__INFORMATION SHOWN__.
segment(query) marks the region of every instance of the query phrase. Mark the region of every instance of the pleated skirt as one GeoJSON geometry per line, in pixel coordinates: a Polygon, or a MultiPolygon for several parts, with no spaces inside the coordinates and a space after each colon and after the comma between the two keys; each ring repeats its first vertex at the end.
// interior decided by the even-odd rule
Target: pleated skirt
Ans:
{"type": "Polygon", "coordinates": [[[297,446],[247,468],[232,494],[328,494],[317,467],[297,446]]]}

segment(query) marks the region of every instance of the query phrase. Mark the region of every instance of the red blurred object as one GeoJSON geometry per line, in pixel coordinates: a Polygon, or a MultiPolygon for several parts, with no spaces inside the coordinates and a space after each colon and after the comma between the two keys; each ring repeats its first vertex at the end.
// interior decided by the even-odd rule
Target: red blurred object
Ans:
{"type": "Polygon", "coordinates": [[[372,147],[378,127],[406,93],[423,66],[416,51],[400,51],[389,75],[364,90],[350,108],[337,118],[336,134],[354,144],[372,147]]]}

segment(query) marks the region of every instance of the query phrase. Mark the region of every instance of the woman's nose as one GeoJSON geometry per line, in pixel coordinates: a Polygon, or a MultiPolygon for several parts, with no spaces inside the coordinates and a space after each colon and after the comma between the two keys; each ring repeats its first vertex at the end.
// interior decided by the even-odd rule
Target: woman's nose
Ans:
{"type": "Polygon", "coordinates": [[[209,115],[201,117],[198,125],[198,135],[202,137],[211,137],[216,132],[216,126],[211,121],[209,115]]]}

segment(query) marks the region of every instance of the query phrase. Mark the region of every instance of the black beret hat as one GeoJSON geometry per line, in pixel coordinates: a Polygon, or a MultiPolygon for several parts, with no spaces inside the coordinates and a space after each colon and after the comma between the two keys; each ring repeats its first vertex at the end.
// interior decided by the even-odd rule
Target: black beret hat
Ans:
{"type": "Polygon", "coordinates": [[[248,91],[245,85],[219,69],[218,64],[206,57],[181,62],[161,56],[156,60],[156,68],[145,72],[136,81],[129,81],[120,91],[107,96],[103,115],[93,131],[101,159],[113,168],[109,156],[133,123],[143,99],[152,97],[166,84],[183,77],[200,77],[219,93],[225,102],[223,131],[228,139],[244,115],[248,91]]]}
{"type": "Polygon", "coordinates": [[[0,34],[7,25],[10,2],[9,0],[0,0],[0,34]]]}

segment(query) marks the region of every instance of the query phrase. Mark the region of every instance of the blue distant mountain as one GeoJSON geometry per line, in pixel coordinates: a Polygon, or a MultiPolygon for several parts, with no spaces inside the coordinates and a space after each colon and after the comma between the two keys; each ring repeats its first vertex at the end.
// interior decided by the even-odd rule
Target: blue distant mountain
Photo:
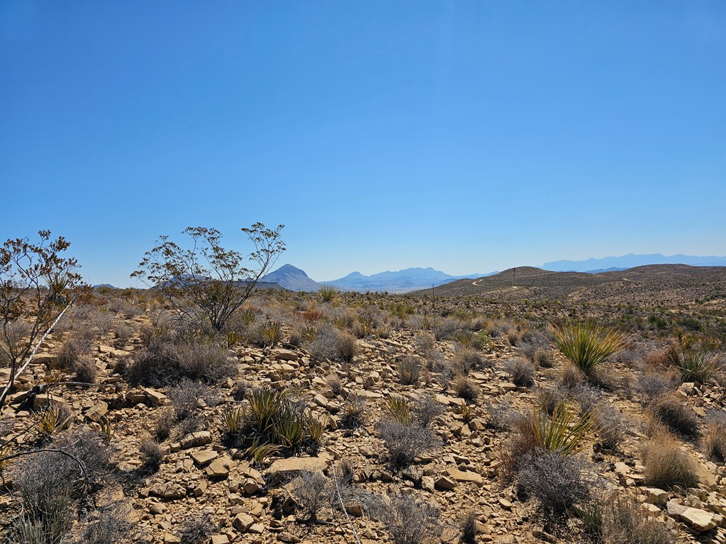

__STATED GOAL__.
Write out all of the items above word for word, and leave the pictures out.

__RESULT BELOW__.
segment(query) marks the region of every instance of the query phrase. Mark the region of every instance of the pleated skirt as one GeoJSON geometry per line, in pixel coordinates: a Polygon, or a MultiPolygon for several parts, with no spaces inside the coordinates and a space after each colon and after the comma between the two keys; each ring repeats its first vertex at the end.
// interior decided by the even-odd rule
Target: pleated skirt
Ans:
{"type": "Polygon", "coordinates": [[[297,446],[247,468],[232,494],[328,494],[317,467],[297,446]]]}

segment(query) marks the region of every instance of the query phrase. Mark the region of every instance of the red blurred object as one GeoJSON geometry per line, in pixel coordinates: a Polygon, or a MultiPolygon for several parts, with no spaces inside the coordinates and a space after each colon and after the comma between the two keys; each ring repeats its first vertex at the end.
// interior decided by the even-odd rule
Target: red blurred object
Ans:
{"type": "Polygon", "coordinates": [[[372,147],[378,127],[406,93],[423,66],[416,51],[400,51],[389,75],[364,90],[350,108],[337,118],[336,134],[354,144],[372,147]]]}

segment(query) marks the region of every instance of the query phrase. Mark the region of every instance of the woman's nose as one GeoJSON geometry per line, in pixel coordinates: a Polygon, or a MultiPolygon for several parts, with no spaces inside the coordinates and a space after each colon and after the comma between the two keys; each ring repeats its first vertex at the end.
// interior decided by the even-odd rule
Target: woman's nose
Ans:
{"type": "Polygon", "coordinates": [[[209,115],[201,117],[198,125],[198,135],[202,137],[211,137],[216,132],[216,126],[211,121],[209,115]]]}

segment(query) marks the region of every instance of the query phrase. Mark the region of every instance of the black beret hat as one GeoJSON geometry per line, in pixel coordinates: a Polygon, or a MultiPolygon for several parts, with no spaces inside the coordinates and a space after each colon and after the comma between the two keys; each ring repeats its first vertex at the end.
// interior decided by the even-odd rule
Target: black beret hat
Ans:
{"type": "Polygon", "coordinates": [[[248,91],[245,85],[219,69],[218,64],[206,57],[181,62],[161,56],[156,60],[156,68],[145,72],[136,81],[129,81],[120,91],[107,96],[103,115],[93,131],[101,159],[113,168],[109,156],[133,123],[143,99],[152,97],[166,84],[183,77],[200,77],[219,93],[225,102],[223,131],[228,139],[244,115],[248,91]]]}
{"type": "Polygon", "coordinates": [[[0,34],[7,25],[10,2],[9,0],[0,0],[0,34]]]}

segment(query) marks the region of every instance of the query phrase. Mark the region of every instance of the blue distant mountain as one GeoJSON geometry per line, in pixel coordinates: a Polygon, or a MultiPolygon for several parts, with no spaces inside the coordinates and a space after each colon and after the comma between the two keys; each ring repeats its first vertex at the end.
// interior decided by the even-odd rule
Target: blue distant mountain
Photo:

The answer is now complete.